* Texto de origem:

————————

Se a vida na terra fosse incorruptível, muitos de nós jamais pensaríamos em Deus e no céu. Acontece que Ele tem para nós algo muito mais sublime do que temos e conhecemos, aquela vida que levou São Paulo a exclamar: “Coisas que os olhos não viram, nem os ouvidos ouviram, nem o coração humano imaginou, tais são os bens que Deus tem preparado para aqueles que o amam” (1 Cor 2,9).

A corruptibilidade das coisas da vida deve nos convencer de que Deus quer para nós uma vida muito melhor do que esta – uma vida junto Dele. E, para tal, o Senhor não quer que nos acostumemos com esta, mas que busquemos a outra, na qual não haverá mais sol porque o próprio Deus será a luz, e não haverá mais choro nem lágrimas. Aqueles que creem na eternidade jamais se conformarão com a precariedade desta vida terrena, pois sempre sonharão com a construção do céu nesta terra. Para os que creem, a efemeridade tem sentido: a vida não será tirada, mas transformada; o “corpo corruptível se revestirá da incorruptibilidade” (cf. 1 Cor 15,54) em Jesus Cristo.

————————

* O que fazer:
**a)** Com base no texto de origem, responda às perguntas a seguir e marque cada resposta com o mesmo número:
(i) Qual passagem bíblica é indicada para a exclamação de São Paulo?
(ii) Por que, na outra vida, não haverá mais sol?
(iii) Com o que aqueles que creem na eternidade jamais se conformarão?
**b)** Repita sem alterações o trecho do texto de origem que vai de "Se a vida na" até "(1 Cor 2,9).".
Os registros não são necessários para realizar as tarefas.

————————

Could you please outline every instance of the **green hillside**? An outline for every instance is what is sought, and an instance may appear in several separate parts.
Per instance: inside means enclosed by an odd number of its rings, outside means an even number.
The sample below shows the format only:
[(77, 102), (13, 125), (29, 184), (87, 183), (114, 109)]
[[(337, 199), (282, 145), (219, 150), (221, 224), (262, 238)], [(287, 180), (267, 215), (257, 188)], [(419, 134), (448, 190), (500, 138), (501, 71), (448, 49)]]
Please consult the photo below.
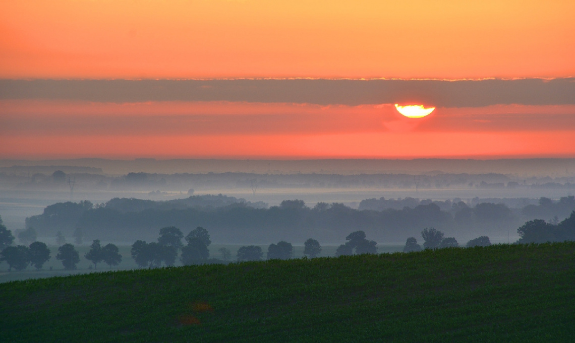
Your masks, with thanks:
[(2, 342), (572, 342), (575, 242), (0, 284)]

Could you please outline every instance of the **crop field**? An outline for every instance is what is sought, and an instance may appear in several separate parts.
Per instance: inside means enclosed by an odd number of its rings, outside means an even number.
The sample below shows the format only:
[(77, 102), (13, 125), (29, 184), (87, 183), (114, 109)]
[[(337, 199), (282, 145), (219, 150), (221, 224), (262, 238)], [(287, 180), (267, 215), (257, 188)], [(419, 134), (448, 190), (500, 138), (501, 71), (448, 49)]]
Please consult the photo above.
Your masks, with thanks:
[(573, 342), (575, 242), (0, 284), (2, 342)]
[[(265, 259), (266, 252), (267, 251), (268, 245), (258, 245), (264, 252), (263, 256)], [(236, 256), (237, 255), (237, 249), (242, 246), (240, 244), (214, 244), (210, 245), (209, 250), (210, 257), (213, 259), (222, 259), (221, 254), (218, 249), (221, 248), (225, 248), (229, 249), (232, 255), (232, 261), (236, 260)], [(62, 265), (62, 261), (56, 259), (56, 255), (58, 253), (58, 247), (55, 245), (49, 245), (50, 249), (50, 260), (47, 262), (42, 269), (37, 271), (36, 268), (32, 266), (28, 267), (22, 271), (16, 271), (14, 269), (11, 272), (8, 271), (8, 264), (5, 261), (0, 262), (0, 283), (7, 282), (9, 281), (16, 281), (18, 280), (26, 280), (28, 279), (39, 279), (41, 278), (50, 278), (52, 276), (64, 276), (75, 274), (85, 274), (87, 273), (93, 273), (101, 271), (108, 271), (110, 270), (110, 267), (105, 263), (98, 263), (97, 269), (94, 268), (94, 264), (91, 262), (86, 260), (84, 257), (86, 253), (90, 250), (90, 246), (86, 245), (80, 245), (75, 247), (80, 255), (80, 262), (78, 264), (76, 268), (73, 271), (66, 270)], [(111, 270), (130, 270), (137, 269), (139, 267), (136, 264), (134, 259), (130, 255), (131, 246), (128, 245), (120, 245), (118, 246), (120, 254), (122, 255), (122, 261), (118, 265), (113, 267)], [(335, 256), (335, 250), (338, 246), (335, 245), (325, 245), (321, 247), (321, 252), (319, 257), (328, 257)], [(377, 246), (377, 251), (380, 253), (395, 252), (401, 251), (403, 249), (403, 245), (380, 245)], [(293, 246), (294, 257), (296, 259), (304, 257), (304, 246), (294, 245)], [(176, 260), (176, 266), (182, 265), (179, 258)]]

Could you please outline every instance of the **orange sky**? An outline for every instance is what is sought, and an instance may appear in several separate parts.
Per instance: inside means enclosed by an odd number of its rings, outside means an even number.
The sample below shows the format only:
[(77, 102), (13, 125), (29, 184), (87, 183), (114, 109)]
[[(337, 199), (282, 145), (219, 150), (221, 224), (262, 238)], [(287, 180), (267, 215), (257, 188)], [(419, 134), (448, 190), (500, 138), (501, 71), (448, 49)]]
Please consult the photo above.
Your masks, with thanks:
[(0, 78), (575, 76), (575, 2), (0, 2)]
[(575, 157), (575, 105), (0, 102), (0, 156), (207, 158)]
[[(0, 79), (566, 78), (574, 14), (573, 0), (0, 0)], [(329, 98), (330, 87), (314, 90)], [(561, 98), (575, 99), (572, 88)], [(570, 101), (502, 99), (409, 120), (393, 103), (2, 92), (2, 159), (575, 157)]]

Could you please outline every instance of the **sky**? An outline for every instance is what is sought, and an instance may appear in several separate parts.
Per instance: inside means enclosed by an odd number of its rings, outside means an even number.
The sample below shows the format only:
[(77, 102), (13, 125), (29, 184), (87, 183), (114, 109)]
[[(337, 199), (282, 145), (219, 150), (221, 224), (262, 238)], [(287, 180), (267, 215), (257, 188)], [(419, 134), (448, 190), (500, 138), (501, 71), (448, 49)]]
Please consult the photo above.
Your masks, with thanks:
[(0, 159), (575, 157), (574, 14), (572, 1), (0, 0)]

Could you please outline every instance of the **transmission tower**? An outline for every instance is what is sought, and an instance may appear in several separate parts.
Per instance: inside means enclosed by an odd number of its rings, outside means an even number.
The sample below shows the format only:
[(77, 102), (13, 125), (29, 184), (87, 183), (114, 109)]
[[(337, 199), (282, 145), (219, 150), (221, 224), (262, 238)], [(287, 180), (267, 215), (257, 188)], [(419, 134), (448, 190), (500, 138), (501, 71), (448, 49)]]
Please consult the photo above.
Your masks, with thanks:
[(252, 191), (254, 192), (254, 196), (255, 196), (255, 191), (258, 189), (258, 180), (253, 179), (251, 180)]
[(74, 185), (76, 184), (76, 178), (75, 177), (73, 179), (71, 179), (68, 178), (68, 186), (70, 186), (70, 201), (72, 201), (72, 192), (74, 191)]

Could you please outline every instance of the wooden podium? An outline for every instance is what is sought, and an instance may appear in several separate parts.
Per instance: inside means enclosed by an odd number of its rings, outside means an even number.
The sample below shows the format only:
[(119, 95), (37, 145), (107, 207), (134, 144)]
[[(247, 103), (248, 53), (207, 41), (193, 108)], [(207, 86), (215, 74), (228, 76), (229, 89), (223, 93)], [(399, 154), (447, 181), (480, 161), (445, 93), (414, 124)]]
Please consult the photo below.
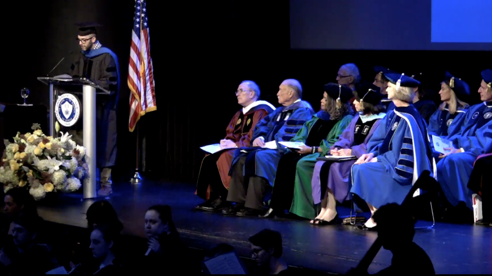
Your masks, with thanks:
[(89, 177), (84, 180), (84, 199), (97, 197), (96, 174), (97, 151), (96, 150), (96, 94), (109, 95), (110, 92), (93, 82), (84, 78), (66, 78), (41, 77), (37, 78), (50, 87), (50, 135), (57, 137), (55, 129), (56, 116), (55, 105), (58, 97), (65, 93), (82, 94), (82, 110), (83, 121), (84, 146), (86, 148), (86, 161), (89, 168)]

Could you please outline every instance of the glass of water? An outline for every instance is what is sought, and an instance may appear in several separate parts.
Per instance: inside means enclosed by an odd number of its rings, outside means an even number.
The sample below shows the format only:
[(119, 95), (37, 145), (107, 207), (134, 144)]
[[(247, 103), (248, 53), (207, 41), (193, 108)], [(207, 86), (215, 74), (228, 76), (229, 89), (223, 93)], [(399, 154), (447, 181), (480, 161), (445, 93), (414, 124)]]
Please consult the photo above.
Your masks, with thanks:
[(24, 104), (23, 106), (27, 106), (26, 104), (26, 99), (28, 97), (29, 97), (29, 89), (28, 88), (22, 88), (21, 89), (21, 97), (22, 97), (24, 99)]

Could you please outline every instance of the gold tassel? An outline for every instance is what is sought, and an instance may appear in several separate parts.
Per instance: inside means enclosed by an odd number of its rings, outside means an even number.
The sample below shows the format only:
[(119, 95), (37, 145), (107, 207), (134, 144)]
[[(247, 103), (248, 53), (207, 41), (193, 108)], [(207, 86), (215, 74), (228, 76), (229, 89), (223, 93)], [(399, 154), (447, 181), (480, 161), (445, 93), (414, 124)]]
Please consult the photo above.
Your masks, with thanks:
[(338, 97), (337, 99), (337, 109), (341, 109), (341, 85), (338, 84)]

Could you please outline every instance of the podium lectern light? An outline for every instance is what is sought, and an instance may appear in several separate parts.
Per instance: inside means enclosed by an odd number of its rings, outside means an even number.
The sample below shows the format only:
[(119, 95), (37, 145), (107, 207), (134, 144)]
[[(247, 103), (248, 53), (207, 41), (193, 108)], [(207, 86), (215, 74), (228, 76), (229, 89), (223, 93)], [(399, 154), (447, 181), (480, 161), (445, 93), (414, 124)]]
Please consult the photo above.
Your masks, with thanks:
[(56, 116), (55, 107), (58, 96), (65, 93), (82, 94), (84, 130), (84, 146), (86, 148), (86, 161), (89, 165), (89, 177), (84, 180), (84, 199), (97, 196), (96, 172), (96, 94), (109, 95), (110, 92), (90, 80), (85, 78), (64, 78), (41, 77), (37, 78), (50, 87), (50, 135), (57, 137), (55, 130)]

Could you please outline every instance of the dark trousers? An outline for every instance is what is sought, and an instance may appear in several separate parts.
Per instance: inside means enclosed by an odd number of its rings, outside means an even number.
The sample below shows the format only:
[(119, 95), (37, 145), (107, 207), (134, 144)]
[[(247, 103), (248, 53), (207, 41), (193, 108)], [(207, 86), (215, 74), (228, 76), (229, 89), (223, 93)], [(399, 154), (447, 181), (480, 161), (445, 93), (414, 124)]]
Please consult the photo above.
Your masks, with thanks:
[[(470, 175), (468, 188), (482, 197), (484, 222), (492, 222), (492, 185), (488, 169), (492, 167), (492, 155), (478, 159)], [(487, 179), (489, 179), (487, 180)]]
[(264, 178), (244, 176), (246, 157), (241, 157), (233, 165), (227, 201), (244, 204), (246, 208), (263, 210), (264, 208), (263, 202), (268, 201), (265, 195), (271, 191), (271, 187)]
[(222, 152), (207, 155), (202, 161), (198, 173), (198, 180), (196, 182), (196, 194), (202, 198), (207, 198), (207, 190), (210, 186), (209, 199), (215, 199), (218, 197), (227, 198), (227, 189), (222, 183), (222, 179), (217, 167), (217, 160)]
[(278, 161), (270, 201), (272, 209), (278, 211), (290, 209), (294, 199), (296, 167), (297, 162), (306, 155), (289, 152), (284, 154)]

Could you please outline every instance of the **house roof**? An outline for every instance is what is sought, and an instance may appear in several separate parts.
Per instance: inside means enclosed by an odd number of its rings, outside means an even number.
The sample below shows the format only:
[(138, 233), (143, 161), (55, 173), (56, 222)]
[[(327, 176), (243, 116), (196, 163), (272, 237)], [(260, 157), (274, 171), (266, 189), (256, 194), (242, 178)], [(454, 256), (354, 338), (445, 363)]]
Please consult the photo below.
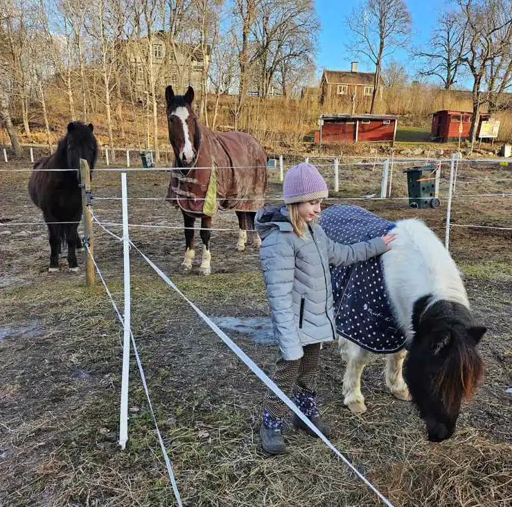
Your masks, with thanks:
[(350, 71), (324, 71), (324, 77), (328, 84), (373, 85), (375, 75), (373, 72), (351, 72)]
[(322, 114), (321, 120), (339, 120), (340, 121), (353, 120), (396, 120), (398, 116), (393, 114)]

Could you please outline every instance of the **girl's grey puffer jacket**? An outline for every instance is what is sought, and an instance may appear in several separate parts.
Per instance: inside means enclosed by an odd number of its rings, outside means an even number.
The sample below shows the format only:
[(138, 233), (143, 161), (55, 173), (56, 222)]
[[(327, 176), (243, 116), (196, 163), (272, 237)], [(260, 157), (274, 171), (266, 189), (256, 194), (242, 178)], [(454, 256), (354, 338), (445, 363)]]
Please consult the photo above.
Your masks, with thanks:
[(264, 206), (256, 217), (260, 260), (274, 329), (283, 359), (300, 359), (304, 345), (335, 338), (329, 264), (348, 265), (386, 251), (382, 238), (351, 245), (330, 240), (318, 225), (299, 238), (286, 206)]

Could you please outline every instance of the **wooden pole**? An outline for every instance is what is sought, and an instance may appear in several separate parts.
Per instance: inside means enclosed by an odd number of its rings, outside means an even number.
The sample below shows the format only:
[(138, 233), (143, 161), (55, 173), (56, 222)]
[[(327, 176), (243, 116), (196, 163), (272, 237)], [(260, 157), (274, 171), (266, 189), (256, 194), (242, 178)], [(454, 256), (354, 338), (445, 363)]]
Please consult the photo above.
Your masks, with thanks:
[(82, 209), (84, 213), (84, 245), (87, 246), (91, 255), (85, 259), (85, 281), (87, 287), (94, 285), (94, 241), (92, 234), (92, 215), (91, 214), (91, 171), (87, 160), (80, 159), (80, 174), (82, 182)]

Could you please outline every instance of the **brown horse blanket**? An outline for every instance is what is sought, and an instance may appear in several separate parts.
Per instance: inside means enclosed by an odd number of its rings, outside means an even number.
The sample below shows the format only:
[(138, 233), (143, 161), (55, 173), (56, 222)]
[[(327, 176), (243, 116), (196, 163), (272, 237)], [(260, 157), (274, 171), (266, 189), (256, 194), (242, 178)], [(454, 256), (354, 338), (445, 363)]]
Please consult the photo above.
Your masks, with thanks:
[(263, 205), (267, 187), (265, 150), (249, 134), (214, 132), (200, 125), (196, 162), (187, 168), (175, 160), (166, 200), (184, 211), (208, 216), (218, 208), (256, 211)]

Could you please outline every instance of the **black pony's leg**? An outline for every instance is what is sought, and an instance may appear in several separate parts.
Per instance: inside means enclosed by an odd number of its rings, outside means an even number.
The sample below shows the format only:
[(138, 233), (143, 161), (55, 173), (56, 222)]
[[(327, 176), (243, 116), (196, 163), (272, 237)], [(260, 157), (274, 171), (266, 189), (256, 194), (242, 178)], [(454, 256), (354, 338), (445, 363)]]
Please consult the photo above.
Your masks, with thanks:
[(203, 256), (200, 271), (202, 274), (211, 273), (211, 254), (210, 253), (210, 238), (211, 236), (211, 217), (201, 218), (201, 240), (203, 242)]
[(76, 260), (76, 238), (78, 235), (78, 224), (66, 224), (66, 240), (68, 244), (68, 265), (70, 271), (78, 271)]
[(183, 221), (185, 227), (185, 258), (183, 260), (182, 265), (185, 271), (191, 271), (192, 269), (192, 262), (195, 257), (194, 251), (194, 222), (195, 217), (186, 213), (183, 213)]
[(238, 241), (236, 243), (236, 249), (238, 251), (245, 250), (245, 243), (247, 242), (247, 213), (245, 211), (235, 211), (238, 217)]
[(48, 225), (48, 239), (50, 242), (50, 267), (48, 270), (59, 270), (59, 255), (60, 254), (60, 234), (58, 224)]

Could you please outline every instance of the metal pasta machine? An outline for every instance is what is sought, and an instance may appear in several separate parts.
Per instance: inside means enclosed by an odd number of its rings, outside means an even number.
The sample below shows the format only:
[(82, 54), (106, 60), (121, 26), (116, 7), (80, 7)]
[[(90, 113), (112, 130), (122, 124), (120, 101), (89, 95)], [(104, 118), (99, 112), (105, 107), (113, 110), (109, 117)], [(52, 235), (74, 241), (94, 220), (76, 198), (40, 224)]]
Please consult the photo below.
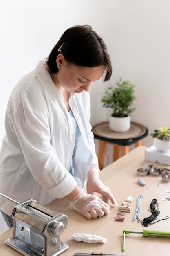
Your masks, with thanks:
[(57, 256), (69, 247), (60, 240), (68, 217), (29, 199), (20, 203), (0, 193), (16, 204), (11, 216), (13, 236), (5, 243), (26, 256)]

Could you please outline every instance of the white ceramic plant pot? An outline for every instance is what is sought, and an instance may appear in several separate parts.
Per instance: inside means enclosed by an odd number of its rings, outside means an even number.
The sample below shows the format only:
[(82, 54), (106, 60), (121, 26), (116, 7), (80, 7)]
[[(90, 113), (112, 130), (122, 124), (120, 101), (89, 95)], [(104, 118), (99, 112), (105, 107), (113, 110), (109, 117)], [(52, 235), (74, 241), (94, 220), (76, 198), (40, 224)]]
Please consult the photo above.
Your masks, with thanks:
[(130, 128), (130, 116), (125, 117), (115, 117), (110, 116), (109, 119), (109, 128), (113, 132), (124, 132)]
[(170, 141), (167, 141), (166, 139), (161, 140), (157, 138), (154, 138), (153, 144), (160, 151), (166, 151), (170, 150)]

————————

* Respostas por tarefa:
**a)**
(i) 1 Cor 2,9.
(ii) Porque o próprio Deus será a luz.
(iii) Com a precariedade desta vida terrena.

**b)**
Se a vida na terra fosse incorruptível, muitos de nós jamais pensaríamos em Deus e no céu. Acontece que Ele tem para nós algo muito mais sublime do que temos e conhecemos, aquela vida que levou São Paulo a exclamar: “Coisas que os olhos não viram, nem os ouvidos ouviram, nem o coração humano imaginou, tais são os bens que Deus tem preparado para aqueles que o amam” (1 Cor 2,9).